# Text under study
# # # # # # #

Figures 4 and 5 compare and contrast this model in single versus multiple forests and in Windows 2000 versus Windows Server 2003. In Figure 4, Forest A has Windows 2000 domains that are in mixed mode and therefore universal groups are not available. Global groups from Domain A and Domain C are added to the domain local group in Domain B, and that group is added to the ACL on the Domain B resource and permissions are assigned to the group that provide the appropriate level of access. The multiforest deployment follows the same model for three forests as is used for three domains in the single-forest deployment.

The scenarios in Figure 4 apply to domains and forests that do not have universal groups available to them. Domains that do not have the ability to use universal groups can be:

• Windows 2000 domains that have the domain mode of mixed.

• Windows Server 2003 domains that have the domain functional level of Windows 2000 mixed.

In Figure 4, group abbreviations are as follows:

• Global group (GG).

• Domain local group (DLG).

  Figure 4   Resource sharing when universal groups are not available

In Figure 5, multiple global groups are added to a single universal group, which is added to the domain local group. In a single forest, one universal group per role is all that’s required. In multiple forests, a universal group can be created for each forest that has users that need access to a resource in a different forest. This approach is useful when multiple global groups from the same forest need access to the same local resource.

The scenarios in Figure 5 apply to domains in which universal groups are available. Domains that have the ability to use universal groups are:

• Windows 2000 domains that have the domain mode of native.

• Windows Server 2003 domains that have the domain functional level of Windows 2000 native or Windows Server 2003.

In Figure 5, group abbreviations are as follows:

• Global group (GG).

• Domain local group (DLG).

• Universal group (UG)

  Figure 5   Resource sharing when universal groups are available

Adding Groups to Domain Local Groups vs. Computer Local Groups

As a general rule, the practice of adding domain local groups to global groups and adding global groups to universal groups is effective when a large number of users must be granted access to several resources. When the number of users is few, you can add them directly to the universal group or to the resource.

In addition, when you have a choice of adding universal groups or global groups to a domain local group or to a computer local group, use the computer local group instead of the domain local group. The reason to do so is that when an access token is constructed, domain local groups, global groups, and universal groups of which the security principal is a member are included in the token. Thus, entries in the token include nested group memberships, which means that if user A is a member of group G and group G is member of group GR, the access token for user A will contain both group G and group GR. A maximum of 1,500 entries can be added to an access token, and if a user belongs to too many groups, this limit can be reached. However, computer local groups are not nested.

# # # # # # #

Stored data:
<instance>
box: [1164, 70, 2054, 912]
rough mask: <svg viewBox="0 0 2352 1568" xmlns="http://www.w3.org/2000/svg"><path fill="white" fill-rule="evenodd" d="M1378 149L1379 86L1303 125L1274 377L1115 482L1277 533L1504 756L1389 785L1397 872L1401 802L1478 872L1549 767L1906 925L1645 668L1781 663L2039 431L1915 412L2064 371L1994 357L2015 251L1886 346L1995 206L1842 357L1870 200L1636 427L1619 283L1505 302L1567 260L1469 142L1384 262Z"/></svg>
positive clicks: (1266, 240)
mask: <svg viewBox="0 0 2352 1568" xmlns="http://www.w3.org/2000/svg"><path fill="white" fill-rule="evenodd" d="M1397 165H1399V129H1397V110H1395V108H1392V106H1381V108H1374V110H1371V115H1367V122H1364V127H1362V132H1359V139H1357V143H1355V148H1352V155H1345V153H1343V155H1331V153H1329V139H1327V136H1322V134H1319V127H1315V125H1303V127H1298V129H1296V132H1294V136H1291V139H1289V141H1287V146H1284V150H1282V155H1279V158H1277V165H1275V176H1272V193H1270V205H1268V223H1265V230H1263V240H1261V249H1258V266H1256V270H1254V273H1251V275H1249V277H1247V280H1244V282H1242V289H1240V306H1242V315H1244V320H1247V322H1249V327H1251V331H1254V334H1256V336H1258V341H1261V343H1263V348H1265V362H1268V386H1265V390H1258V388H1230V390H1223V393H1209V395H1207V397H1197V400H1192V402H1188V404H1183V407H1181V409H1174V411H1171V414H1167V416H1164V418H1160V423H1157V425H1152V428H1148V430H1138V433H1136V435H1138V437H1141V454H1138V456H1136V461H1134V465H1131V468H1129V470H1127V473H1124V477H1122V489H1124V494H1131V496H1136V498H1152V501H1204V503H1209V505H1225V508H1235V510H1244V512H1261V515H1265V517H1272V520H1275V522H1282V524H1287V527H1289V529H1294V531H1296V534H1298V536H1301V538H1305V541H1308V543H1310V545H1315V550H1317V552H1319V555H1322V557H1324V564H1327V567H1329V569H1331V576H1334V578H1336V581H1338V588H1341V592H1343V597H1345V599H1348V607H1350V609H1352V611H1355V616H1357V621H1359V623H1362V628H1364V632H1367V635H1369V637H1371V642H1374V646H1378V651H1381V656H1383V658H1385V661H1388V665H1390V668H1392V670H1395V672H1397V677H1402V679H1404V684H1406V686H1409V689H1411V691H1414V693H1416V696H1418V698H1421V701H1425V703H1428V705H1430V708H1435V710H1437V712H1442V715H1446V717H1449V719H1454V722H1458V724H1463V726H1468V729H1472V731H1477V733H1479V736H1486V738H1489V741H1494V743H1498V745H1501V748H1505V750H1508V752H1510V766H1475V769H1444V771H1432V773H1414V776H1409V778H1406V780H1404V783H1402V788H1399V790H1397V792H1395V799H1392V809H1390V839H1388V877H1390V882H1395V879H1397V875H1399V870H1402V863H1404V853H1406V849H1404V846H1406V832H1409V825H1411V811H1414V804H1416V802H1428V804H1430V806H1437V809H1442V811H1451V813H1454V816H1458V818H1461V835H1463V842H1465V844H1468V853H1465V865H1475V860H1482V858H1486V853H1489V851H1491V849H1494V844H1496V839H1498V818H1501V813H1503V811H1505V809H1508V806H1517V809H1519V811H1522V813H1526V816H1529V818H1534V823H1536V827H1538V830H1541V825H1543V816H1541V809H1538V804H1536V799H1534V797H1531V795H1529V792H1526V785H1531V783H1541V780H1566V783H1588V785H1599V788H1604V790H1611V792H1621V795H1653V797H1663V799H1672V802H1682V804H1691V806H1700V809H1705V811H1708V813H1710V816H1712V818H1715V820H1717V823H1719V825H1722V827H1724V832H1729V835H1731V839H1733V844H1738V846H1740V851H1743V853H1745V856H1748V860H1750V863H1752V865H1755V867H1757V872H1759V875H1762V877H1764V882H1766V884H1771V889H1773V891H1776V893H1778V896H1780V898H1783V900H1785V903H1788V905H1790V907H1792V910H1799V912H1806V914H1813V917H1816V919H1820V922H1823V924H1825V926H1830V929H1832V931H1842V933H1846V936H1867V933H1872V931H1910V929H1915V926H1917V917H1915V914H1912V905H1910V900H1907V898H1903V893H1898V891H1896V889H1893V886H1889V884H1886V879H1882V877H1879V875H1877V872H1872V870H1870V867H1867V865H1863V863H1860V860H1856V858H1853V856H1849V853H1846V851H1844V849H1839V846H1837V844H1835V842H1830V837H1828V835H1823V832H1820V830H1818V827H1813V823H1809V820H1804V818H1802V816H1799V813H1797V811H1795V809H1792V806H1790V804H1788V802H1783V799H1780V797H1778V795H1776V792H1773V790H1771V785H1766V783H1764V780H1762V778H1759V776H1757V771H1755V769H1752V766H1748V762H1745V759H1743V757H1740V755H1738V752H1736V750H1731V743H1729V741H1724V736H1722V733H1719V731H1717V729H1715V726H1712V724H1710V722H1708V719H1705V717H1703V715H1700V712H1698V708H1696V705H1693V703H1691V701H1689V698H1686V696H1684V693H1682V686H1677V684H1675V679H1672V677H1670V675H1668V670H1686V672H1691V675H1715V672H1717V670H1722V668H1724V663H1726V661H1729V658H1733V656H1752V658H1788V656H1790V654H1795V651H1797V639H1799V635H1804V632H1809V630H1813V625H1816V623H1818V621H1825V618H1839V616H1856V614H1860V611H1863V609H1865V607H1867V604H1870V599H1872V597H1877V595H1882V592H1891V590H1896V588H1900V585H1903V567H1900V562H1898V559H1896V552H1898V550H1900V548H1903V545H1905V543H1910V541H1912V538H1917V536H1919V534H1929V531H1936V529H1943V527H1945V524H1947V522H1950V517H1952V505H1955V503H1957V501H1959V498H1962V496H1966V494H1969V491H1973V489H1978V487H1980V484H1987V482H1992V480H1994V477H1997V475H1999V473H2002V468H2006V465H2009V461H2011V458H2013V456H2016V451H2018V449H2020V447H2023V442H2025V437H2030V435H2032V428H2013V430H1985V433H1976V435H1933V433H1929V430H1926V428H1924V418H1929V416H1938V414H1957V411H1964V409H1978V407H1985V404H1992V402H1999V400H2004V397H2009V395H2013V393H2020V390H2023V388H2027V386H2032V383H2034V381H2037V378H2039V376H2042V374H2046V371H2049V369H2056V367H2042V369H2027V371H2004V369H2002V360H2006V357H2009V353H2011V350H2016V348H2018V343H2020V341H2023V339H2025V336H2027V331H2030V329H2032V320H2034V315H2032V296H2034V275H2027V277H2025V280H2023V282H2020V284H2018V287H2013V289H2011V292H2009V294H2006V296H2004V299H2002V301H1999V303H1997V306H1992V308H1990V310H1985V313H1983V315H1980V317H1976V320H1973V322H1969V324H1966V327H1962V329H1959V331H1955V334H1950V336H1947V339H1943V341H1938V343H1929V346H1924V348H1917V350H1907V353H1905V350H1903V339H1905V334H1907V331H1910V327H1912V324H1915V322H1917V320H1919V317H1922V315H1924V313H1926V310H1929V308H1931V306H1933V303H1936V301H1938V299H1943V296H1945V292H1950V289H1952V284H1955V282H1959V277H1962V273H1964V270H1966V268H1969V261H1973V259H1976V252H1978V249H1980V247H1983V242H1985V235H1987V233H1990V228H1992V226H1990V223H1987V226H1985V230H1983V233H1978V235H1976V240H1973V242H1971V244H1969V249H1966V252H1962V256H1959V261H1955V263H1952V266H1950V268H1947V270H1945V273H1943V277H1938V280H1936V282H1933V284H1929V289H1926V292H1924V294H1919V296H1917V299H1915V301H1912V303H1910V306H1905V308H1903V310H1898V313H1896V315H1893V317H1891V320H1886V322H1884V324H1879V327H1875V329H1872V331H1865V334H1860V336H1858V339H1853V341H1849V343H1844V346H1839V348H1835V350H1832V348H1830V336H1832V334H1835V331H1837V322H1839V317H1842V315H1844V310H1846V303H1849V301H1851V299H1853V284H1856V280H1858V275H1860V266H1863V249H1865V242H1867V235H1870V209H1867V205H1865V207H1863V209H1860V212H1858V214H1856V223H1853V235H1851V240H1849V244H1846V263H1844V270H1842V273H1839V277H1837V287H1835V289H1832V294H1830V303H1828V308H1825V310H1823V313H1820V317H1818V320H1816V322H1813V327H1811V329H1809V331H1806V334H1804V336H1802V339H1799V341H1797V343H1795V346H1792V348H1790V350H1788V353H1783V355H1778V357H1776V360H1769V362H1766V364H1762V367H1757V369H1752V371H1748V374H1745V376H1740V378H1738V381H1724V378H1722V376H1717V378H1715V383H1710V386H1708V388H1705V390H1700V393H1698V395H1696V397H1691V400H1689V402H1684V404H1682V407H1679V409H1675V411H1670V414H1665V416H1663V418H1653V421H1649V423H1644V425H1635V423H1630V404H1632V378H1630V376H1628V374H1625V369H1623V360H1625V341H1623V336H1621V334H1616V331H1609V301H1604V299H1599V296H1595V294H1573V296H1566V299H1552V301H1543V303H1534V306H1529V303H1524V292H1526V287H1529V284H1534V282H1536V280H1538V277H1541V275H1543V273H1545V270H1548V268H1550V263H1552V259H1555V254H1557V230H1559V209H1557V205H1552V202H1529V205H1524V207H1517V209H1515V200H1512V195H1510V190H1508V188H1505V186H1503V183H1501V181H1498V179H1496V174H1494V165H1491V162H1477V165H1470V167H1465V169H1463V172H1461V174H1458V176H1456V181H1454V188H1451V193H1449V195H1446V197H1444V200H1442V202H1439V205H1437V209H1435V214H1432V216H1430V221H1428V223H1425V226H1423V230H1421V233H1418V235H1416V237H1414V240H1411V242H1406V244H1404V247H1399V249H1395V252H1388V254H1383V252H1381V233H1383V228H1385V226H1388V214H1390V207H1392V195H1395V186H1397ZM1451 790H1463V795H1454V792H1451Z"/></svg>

# # # # # # #

# Assigned task
According to the text on domain groups and resource sharing, what is the maximum number of entries that can be added to an access token?

# Task solution
1,500 entries.